### Required action:
Reproduce the records that follow in full, excluding any picture they contain.

### Records excerpted from a collection:
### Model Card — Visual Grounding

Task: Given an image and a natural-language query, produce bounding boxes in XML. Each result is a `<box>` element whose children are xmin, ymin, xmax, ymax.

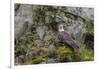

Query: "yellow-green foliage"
<box><xmin>40</xmin><ymin>47</ymin><xmax>48</xmax><ymax>57</ymax></box>
<box><xmin>57</xmin><ymin>47</ymin><xmax>73</xmax><ymax>62</ymax></box>
<box><xmin>31</xmin><ymin>56</ymin><xmax>43</xmax><ymax>64</ymax></box>
<box><xmin>83</xmin><ymin>50</ymin><xmax>94</xmax><ymax>61</ymax></box>
<box><xmin>80</xmin><ymin>49</ymin><xmax>94</xmax><ymax>61</ymax></box>
<box><xmin>30</xmin><ymin>47</ymin><xmax>37</xmax><ymax>51</ymax></box>
<box><xmin>79</xmin><ymin>44</ymin><xmax>94</xmax><ymax>61</ymax></box>
<box><xmin>41</xmin><ymin>47</ymin><xmax>48</xmax><ymax>52</ymax></box>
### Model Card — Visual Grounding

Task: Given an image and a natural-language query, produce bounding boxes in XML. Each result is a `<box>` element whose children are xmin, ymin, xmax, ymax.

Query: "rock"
<box><xmin>46</xmin><ymin>58</ymin><xmax>58</xmax><ymax>63</ymax></box>
<box><xmin>48</xmin><ymin>44</ymin><xmax>57</xmax><ymax>58</ymax></box>
<box><xmin>14</xmin><ymin>4</ymin><xmax>33</xmax><ymax>43</ymax></box>
<box><xmin>44</xmin><ymin>35</ymin><xmax>52</xmax><ymax>45</ymax></box>
<box><xmin>41</xmin><ymin>62</ymin><xmax>46</xmax><ymax>64</ymax></box>
<box><xmin>66</xmin><ymin>7</ymin><xmax>94</xmax><ymax>21</ymax></box>
<box><xmin>26</xmin><ymin>51</ymin><xmax>37</xmax><ymax>61</ymax></box>
<box><xmin>25</xmin><ymin>47</ymin><xmax>48</xmax><ymax>63</ymax></box>
<box><xmin>15</xmin><ymin>55</ymin><xmax>26</xmax><ymax>65</ymax></box>
<box><xmin>36</xmin><ymin>26</ymin><xmax>47</xmax><ymax>39</ymax></box>
<box><xmin>66</xmin><ymin>23</ymin><xmax>85</xmax><ymax>41</ymax></box>
<box><xmin>34</xmin><ymin>40</ymin><xmax>45</xmax><ymax>47</ymax></box>
<box><xmin>18</xmin><ymin>55</ymin><xmax>26</xmax><ymax>63</ymax></box>
<box><xmin>45</xmin><ymin>16</ymin><xmax>52</xmax><ymax>24</ymax></box>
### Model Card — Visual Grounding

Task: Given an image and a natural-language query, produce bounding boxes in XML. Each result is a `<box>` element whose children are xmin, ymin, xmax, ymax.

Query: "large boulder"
<box><xmin>14</xmin><ymin>4</ymin><xmax>33</xmax><ymax>42</ymax></box>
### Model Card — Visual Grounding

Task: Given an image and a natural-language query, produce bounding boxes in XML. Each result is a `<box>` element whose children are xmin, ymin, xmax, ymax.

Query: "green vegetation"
<box><xmin>79</xmin><ymin>45</ymin><xmax>94</xmax><ymax>61</ymax></box>
<box><xmin>57</xmin><ymin>46</ymin><xmax>73</xmax><ymax>62</ymax></box>
<box><xmin>31</xmin><ymin>56</ymin><xmax>43</xmax><ymax>64</ymax></box>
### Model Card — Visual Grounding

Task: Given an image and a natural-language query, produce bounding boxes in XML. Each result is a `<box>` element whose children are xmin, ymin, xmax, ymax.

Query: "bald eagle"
<box><xmin>56</xmin><ymin>24</ymin><xmax>79</xmax><ymax>52</ymax></box>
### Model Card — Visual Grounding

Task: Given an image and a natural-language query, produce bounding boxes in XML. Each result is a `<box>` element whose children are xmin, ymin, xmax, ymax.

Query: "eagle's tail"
<box><xmin>65</xmin><ymin>40</ymin><xmax>79</xmax><ymax>52</ymax></box>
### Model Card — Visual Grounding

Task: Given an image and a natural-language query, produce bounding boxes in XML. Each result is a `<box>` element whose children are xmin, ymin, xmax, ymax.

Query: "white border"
<box><xmin>11</xmin><ymin>0</ymin><xmax>14</xmax><ymax>68</ymax></box>
<box><xmin>11</xmin><ymin>0</ymin><xmax>96</xmax><ymax>69</ymax></box>
<box><xmin>13</xmin><ymin>0</ymin><xmax>95</xmax><ymax>8</ymax></box>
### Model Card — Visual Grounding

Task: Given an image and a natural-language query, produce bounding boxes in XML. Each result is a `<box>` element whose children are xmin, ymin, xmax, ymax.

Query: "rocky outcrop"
<box><xmin>14</xmin><ymin>4</ymin><xmax>33</xmax><ymax>42</ymax></box>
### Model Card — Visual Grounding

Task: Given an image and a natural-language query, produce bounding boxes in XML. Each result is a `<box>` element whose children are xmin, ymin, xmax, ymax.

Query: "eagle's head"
<box><xmin>58</xmin><ymin>24</ymin><xmax>64</xmax><ymax>32</ymax></box>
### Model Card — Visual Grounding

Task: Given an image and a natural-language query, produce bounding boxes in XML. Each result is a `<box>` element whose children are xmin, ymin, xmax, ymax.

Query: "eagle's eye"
<box><xmin>60</xmin><ymin>26</ymin><xmax>62</xmax><ymax>29</ymax></box>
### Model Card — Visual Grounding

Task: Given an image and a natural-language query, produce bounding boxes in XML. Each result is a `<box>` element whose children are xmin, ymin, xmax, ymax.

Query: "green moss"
<box><xmin>57</xmin><ymin>47</ymin><xmax>73</xmax><ymax>62</ymax></box>
<box><xmin>41</xmin><ymin>47</ymin><xmax>48</xmax><ymax>53</ymax></box>
<box><xmin>31</xmin><ymin>56</ymin><xmax>43</xmax><ymax>64</ymax></box>
<box><xmin>80</xmin><ymin>49</ymin><xmax>94</xmax><ymax>61</ymax></box>
<box><xmin>78</xmin><ymin>43</ymin><xmax>94</xmax><ymax>61</ymax></box>
<box><xmin>39</xmin><ymin>47</ymin><xmax>48</xmax><ymax>58</ymax></box>
<box><xmin>30</xmin><ymin>47</ymin><xmax>37</xmax><ymax>51</ymax></box>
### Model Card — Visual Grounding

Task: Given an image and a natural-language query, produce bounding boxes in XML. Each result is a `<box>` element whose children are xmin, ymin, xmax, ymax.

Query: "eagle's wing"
<box><xmin>58</xmin><ymin>32</ymin><xmax>79</xmax><ymax>51</ymax></box>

### Task result:
### Model Card — Visual Grounding

Task: Given an image and a natural-language query, produce bounding boxes in XML. Each result is a `<box>` element whose children are xmin, ymin, xmax, ymax.


Query: "yellow-green foliage"
<box><xmin>40</xmin><ymin>47</ymin><xmax>48</xmax><ymax>57</ymax></box>
<box><xmin>57</xmin><ymin>47</ymin><xmax>73</xmax><ymax>62</ymax></box>
<box><xmin>31</xmin><ymin>56</ymin><xmax>43</xmax><ymax>64</ymax></box>
<box><xmin>83</xmin><ymin>50</ymin><xmax>94</xmax><ymax>61</ymax></box>
<box><xmin>80</xmin><ymin>49</ymin><xmax>94</xmax><ymax>61</ymax></box>
<box><xmin>30</xmin><ymin>47</ymin><xmax>37</xmax><ymax>51</ymax></box>
<box><xmin>79</xmin><ymin>44</ymin><xmax>94</xmax><ymax>61</ymax></box>
<box><xmin>41</xmin><ymin>47</ymin><xmax>48</xmax><ymax>52</ymax></box>
### Model Card — Visual Grounding

Task: Given an image and a natural-language query, produce bounding boxes in XML. Each result is a `<box>` element whose children are xmin, ymin, xmax, ymax.

Query: "rock"
<box><xmin>46</xmin><ymin>58</ymin><xmax>58</xmax><ymax>63</ymax></box>
<box><xmin>48</xmin><ymin>44</ymin><xmax>57</xmax><ymax>58</ymax></box>
<box><xmin>14</xmin><ymin>4</ymin><xmax>33</xmax><ymax>43</ymax></box>
<box><xmin>44</xmin><ymin>35</ymin><xmax>52</xmax><ymax>45</ymax></box>
<box><xmin>41</xmin><ymin>62</ymin><xmax>46</xmax><ymax>64</ymax></box>
<box><xmin>66</xmin><ymin>7</ymin><xmax>94</xmax><ymax>21</ymax></box>
<box><xmin>26</xmin><ymin>51</ymin><xmax>37</xmax><ymax>61</ymax></box>
<box><xmin>25</xmin><ymin>47</ymin><xmax>48</xmax><ymax>63</ymax></box>
<box><xmin>15</xmin><ymin>55</ymin><xmax>26</xmax><ymax>65</ymax></box>
<box><xmin>36</xmin><ymin>26</ymin><xmax>47</xmax><ymax>39</ymax></box>
<box><xmin>66</xmin><ymin>23</ymin><xmax>85</xmax><ymax>41</ymax></box>
<box><xmin>34</xmin><ymin>40</ymin><xmax>45</xmax><ymax>47</ymax></box>
<box><xmin>18</xmin><ymin>55</ymin><xmax>26</xmax><ymax>63</ymax></box>
<box><xmin>45</xmin><ymin>16</ymin><xmax>52</xmax><ymax>24</ymax></box>
### Model Card — Visual Grounding

Task: Given an image and a natural-language query, produce bounding boxes in XML. Each result is a `<box>` element whose children are xmin, ymin, xmax, ymax.

Query: "large boulder"
<box><xmin>14</xmin><ymin>4</ymin><xmax>33</xmax><ymax>42</ymax></box>
### Model Card — Visual Grounding

Task: Given an image and a natural-language query, produce bounding boxes in XML. Each result is a `<box>` element whose children are xmin, ymin, xmax, ymax.

Query: "green vegetation"
<box><xmin>79</xmin><ymin>45</ymin><xmax>94</xmax><ymax>61</ymax></box>
<box><xmin>57</xmin><ymin>46</ymin><xmax>73</xmax><ymax>62</ymax></box>
<box><xmin>31</xmin><ymin>56</ymin><xmax>43</xmax><ymax>64</ymax></box>
### Model Card — Visual Grounding

Task: Given an image and a natural-language query, produce bounding boxes in XML. Each result is a `<box>` element whose children are xmin, ymin, xmax, ymax.

Query: "bald eagle"
<box><xmin>56</xmin><ymin>24</ymin><xmax>79</xmax><ymax>52</ymax></box>
### Model Card — Visual Grounding

Task: Given an image and a natural-language query, produce bounding boxes in XML. Each result is a `<box>` element whose children are xmin, ymin, xmax, ymax.

Query: "eagle's tail"
<box><xmin>65</xmin><ymin>40</ymin><xmax>79</xmax><ymax>52</ymax></box>
### Model Card — Visual Grounding

Task: Given an image and a natural-language query, produce bounding boxes in XML. Each result is a `<box>` element whose children are xmin, ymin, xmax, ymax.

Query: "white border"
<box><xmin>11</xmin><ymin>0</ymin><xmax>14</xmax><ymax>68</ymax></box>
<box><xmin>11</xmin><ymin>0</ymin><xmax>96</xmax><ymax>69</ymax></box>
<box><xmin>13</xmin><ymin>0</ymin><xmax>95</xmax><ymax>8</ymax></box>
### Model Card — Visual Grounding

Task: Given an image and a natural-language query, produce bounding boxes in XML. Each result is a `<box>` element whose children are xmin, ymin, xmax, ymax.

Query: "rocky outcrop"
<box><xmin>14</xmin><ymin>4</ymin><xmax>33</xmax><ymax>42</ymax></box>
### Model Card — Visual Grounding

Task: Given an image and a natural-language query, produce bounding boxes in XML. Each result is a `<box>` element whose children are xmin, ymin, xmax, ymax.

Query: "eagle's head"
<box><xmin>58</xmin><ymin>24</ymin><xmax>64</xmax><ymax>32</ymax></box>
### Model Card — Visual Grounding

Task: Given an image and a natural-language query, produce bounding boxes in XML. Each result is a `<box>` element whose children are xmin, ymin, xmax, ymax.

Query: "eagle's eye"
<box><xmin>60</xmin><ymin>26</ymin><xmax>62</xmax><ymax>29</ymax></box>
### Model Card — Visual Grounding

Task: Given an image and a natural-language query, produce bounding boxes in XML. Each result is a `<box>` element whose children are xmin, ymin, xmax, ymax.

Query: "green moss"
<box><xmin>57</xmin><ymin>47</ymin><xmax>73</xmax><ymax>62</ymax></box>
<box><xmin>41</xmin><ymin>47</ymin><xmax>48</xmax><ymax>53</ymax></box>
<box><xmin>31</xmin><ymin>56</ymin><xmax>43</xmax><ymax>64</ymax></box>
<box><xmin>80</xmin><ymin>49</ymin><xmax>94</xmax><ymax>61</ymax></box>
<box><xmin>78</xmin><ymin>43</ymin><xmax>94</xmax><ymax>61</ymax></box>
<box><xmin>39</xmin><ymin>47</ymin><xmax>48</xmax><ymax>58</ymax></box>
<box><xmin>30</xmin><ymin>47</ymin><xmax>37</xmax><ymax>51</ymax></box>
### Model Card — Visual Grounding

Task: Given an image and a natural-language query, produce bounding boxes in XML. Each result is a `<box>` element whose children are xmin, ymin, xmax, ymax.

Query: "eagle's wing"
<box><xmin>58</xmin><ymin>32</ymin><xmax>79</xmax><ymax>51</ymax></box>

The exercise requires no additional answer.